▶ DIRECTIONS
Please retype the entries below word for word, passing over every picture.

:::::

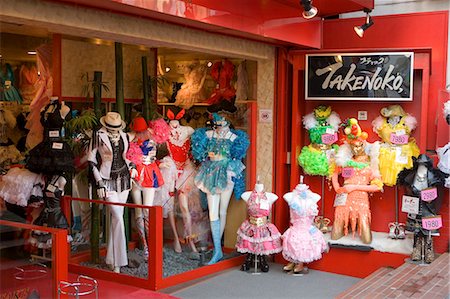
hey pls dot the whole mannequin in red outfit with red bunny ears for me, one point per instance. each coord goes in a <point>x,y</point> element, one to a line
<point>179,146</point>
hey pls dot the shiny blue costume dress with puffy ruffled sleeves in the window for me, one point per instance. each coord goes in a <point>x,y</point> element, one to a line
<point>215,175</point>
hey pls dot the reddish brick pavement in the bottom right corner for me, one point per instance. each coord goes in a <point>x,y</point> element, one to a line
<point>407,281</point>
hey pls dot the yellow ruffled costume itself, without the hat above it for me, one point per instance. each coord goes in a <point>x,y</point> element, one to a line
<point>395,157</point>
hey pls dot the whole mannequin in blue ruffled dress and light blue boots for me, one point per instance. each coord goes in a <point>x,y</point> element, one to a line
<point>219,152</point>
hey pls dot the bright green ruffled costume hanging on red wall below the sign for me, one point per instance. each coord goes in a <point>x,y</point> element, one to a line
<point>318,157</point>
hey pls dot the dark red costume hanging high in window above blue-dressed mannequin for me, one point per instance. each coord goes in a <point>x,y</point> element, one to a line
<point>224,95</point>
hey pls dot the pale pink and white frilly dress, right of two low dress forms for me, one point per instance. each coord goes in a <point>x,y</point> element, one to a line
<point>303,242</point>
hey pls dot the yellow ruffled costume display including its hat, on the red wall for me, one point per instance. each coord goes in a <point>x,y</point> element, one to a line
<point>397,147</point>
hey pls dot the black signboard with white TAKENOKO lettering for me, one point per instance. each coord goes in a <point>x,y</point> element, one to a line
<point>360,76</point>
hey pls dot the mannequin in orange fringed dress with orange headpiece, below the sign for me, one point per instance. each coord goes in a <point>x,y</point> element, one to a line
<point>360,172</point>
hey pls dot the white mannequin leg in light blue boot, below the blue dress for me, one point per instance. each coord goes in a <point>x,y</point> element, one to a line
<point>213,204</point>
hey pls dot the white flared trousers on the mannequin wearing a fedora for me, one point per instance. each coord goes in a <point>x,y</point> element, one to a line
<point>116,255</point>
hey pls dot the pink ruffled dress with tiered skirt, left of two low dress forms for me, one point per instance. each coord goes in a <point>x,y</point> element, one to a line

:::::

▶ WRITTEN REPLY
hey pls dot the whole mannequin in red outfit with red bunny ears for me, one point per instance. each coord goes in a <point>x,y</point> element, one to a line
<point>179,146</point>
hey pls dot the shiny blue costume dress with puffy ruffled sleeves in the window for me, one point per instance. each coord goes in a <point>x,y</point> element, one to a line
<point>215,175</point>
hey pls dot the reddish brick pavement in the bottom right corner for me, one point per instance. each coord goes in a <point>x,y</point> element, one to a line
<point>407,281</point>
hey pls dot the yellow ruffled costume itself, without the hat above it for me, one point per instance. each coord goes in a <point>x,y</point> element, one to a line
<point>395,157</point>
hey pls dot the whole mannequin in blue ruffled dress and light blue boots for me, one point per instance. each coord goes in a <point>x,y</point> element, one to a line
<point>219,152</point>
hey pls dot the bright green ruffled costume hanging on red wall below the sign for me, one point per instance. each coord goes in a <point>x,y</point> element, one to a line
<point>318,157</point>
hey pls dot the dark red costume hanging high in window above blue-dressed mannequin for me, one point per instance. each coord goes in a <point>x,y</point> element, one to a line
<point>224,95</point>
hey pls dot the pale pink and white frilly dress, right of two low dress forms for me, one point per instance. each coord goes in a <point>x,y</point> element, one to a line
<point>303,242</point>
hey pls dot the yellow ruffled costume display including its hat, on the red wall for me, one point per instance. each coord goes in a <point>x,y</point> element, one to a line
<point>397,147</point>
hey pls dot the black signboard with white TAKENOKO lettering for me, one point per instance. each coord goes in a <point>x,y</point> element, one to a line
<point>360,76</point>
hey pls dot the mannequin in orange fringed dress with orange headpiece, below the sign for me, one point per instance. each coord goes in a <point>x,y</point> element, one to a line
<point>360,172</point>
hey pls dot the white mannequin leg in light blue boot, below the blue dress for me, one point per instance. each coord goes in a <point>x,y</point> element, one to a line
<point>213,204</point>
hey pls dot the white flared trousers on the mannequin wearing a fedora for me, one point per instance. each coord goes in a <point>x,y</point> element, one to a line
<point>116,255</point>
hey pls dot the pink ruffled dress with tiered skirt, left of two low dress forms for me, one point per instance. each coord goes in a <point>x,y</point> element, one to a line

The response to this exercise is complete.